» **Required action**: In the data below, one line contains "of the ceiling" and a later one contains "the black stovetop". Print both, with every line between them, exactly and alone.

Referring expression data
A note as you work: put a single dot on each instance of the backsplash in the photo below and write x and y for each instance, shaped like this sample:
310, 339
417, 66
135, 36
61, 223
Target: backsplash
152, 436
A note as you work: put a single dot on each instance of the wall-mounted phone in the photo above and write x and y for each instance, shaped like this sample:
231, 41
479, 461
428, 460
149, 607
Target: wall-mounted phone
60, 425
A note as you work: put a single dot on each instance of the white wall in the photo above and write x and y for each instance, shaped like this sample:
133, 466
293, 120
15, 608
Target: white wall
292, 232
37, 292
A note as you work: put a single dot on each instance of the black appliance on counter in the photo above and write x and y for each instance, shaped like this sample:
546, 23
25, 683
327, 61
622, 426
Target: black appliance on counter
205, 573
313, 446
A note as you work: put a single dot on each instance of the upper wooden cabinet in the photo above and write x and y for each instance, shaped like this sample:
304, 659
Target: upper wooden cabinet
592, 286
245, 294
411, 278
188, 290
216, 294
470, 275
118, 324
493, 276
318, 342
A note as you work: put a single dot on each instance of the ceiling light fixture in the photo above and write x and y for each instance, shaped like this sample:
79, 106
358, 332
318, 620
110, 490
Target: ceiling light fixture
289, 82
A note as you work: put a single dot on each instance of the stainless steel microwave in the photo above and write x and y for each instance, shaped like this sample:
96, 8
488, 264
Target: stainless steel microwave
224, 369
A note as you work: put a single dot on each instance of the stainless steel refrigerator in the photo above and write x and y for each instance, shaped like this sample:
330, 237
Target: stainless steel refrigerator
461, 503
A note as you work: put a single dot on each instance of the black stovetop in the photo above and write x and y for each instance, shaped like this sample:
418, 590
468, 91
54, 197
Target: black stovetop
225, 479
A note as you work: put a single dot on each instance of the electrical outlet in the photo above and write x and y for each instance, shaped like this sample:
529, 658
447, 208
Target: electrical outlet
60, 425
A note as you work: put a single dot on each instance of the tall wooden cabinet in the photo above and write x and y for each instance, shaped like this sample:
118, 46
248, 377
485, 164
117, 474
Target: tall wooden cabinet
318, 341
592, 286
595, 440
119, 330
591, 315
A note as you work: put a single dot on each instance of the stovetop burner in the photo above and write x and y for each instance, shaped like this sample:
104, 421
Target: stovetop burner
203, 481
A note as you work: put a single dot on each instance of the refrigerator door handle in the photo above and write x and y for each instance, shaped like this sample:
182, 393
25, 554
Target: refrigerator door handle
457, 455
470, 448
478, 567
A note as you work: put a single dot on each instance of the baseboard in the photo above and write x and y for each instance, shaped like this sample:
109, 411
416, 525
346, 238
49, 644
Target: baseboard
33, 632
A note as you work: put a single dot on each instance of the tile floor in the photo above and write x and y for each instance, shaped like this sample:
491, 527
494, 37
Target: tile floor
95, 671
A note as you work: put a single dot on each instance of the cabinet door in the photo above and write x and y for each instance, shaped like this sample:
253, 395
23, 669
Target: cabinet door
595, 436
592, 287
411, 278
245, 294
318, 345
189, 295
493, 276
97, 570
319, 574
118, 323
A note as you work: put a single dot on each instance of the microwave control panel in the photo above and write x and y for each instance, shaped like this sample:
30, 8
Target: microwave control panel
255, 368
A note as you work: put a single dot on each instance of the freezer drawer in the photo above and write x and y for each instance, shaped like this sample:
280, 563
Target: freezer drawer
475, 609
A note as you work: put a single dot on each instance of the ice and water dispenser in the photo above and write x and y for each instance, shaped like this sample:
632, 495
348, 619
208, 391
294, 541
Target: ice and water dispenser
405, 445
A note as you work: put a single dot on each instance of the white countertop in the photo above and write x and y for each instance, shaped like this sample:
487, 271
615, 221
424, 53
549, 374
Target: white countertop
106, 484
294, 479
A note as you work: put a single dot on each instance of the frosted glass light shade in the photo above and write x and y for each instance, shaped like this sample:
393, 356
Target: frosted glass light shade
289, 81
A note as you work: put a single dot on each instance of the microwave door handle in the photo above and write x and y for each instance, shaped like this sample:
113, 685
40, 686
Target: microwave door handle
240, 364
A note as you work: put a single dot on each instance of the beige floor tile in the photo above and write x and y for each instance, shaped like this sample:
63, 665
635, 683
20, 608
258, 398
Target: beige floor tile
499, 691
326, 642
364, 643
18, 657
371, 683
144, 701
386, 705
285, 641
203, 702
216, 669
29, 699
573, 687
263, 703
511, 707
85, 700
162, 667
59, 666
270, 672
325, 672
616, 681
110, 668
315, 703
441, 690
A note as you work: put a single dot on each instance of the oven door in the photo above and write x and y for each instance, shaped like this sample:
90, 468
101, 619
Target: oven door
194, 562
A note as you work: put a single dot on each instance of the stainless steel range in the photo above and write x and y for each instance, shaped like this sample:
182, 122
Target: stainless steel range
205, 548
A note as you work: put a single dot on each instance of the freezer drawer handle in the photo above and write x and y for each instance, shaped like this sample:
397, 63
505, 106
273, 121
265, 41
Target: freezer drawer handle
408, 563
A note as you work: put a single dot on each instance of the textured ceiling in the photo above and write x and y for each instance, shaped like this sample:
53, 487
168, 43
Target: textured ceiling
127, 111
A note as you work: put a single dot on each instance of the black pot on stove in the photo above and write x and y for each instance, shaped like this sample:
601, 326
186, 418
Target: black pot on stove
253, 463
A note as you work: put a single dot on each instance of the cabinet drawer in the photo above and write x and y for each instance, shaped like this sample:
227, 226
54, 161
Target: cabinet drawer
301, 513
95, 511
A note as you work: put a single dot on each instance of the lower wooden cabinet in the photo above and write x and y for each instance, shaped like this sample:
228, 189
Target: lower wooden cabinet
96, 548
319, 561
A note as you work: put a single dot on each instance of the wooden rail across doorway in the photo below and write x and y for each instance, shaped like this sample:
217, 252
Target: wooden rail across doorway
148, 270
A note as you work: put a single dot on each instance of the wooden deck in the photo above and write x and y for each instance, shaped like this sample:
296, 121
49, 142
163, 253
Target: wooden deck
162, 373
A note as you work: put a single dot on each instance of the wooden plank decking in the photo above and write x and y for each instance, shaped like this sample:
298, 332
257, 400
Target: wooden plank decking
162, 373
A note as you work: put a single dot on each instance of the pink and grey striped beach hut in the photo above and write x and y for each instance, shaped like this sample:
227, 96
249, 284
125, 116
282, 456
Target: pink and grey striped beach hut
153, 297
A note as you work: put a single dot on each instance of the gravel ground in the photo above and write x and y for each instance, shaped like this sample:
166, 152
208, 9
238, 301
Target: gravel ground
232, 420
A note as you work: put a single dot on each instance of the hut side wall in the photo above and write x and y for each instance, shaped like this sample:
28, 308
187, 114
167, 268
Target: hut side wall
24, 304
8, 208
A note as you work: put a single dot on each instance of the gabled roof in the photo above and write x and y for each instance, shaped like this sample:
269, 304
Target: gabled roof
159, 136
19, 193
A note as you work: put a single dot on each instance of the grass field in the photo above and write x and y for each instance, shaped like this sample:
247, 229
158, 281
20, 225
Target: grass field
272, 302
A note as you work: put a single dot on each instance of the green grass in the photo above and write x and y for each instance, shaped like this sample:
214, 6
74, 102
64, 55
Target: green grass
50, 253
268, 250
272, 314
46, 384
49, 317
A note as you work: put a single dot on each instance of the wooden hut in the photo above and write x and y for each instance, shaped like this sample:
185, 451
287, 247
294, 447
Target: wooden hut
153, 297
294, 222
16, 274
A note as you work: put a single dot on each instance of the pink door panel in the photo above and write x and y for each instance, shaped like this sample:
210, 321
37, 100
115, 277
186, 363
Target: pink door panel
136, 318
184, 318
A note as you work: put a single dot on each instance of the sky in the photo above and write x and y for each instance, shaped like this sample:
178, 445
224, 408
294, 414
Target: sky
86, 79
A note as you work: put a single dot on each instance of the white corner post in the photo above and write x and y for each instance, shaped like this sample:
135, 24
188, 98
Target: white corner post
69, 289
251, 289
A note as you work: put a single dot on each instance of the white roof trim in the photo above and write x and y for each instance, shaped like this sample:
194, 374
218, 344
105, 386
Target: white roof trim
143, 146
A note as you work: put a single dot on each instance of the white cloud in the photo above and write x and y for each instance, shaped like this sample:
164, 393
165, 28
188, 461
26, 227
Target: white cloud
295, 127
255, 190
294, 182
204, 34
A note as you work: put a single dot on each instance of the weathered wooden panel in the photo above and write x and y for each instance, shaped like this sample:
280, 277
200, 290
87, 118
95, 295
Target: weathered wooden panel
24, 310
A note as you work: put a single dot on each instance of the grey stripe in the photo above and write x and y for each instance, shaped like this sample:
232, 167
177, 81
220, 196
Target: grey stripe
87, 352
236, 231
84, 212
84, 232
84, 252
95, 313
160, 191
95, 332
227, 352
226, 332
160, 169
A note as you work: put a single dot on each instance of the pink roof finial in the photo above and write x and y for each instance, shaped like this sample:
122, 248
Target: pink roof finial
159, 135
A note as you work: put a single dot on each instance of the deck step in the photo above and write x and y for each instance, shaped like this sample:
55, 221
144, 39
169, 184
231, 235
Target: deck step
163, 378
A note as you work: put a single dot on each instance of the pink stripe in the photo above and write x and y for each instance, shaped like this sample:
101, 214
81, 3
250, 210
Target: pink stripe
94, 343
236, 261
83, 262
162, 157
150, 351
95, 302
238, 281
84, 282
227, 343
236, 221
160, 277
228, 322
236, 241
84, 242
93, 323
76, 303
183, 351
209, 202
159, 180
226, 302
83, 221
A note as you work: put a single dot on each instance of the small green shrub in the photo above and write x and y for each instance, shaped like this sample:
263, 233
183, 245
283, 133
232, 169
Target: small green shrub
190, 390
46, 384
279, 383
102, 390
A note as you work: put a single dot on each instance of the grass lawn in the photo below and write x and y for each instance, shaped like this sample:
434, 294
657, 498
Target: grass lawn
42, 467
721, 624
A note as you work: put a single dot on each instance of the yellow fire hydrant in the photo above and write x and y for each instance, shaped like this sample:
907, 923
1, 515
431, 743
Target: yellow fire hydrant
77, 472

» **Task response**:
A note as you work: put a single dot on each instance of the ceiling light fixture in the photo above and write x and y for each instance, shaped like this sample:
79, 106
358, 332
318, 620
110, 490
Target: ceiling light fixture
289, 82
A note as you work: put a single dot on each instance of the stainless steel microwave in the photo above and write x and y for each instance, shaped like this sample:
96, 8
488, 264
Target: stainless steel microwave
224, 369
A note as you work: put a single dot on each instance of the stainless steel refrigerator in the photo above and write x and y for each instance, shaped like this sample:
330, 237
Target: stainless steel refrigerator
461, 503
A note as you work: put a single dot on each instance of the black stovetop in the photo above and write x and y for each instance, shaped like this sample:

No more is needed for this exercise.